* Instructions for the task *
Search the entries below for the word "provide", then copy each line in which it is found.

[Collected data entries]
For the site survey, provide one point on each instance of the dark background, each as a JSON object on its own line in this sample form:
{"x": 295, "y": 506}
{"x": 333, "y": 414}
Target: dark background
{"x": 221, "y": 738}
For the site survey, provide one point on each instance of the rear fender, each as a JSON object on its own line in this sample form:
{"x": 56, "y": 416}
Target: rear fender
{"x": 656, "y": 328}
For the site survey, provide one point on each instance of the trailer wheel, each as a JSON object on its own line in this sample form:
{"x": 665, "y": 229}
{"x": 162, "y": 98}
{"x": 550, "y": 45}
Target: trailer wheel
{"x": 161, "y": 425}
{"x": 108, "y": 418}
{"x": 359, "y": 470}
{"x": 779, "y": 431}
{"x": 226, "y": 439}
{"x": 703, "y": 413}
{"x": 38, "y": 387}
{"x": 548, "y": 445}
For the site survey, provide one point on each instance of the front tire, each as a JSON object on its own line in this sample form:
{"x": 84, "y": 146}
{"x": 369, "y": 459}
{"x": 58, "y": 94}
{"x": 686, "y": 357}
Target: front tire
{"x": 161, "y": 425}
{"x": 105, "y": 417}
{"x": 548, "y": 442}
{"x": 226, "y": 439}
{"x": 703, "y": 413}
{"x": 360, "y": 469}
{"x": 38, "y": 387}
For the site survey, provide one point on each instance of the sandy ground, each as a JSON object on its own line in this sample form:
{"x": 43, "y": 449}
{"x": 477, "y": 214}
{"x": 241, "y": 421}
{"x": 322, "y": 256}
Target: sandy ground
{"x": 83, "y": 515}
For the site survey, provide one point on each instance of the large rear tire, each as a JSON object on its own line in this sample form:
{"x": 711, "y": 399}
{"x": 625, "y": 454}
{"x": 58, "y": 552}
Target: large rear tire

* Solution *
For the site survey, provide one point on each instance of the dark background, each as a JSON object on its own line in this sample form:
For the site survey, provide one point on each instance of the rear fender, each as a JSON object on its own line in this sample form:
For the site survey, provide one point on each instance of the trailer wheel, each as a JSON object on its own line in this sample form:
For the site survey, provide one point on each instance of the front tire, each as a JSON object on its own line in this sample form:
For the site survey, provide one point on each instance of the sandy ground, each as a JSON object on its own line in this sample form:
For the site survey, provide one point on each instance of the large rear tire, each as a JSON object on its own line in this sample form:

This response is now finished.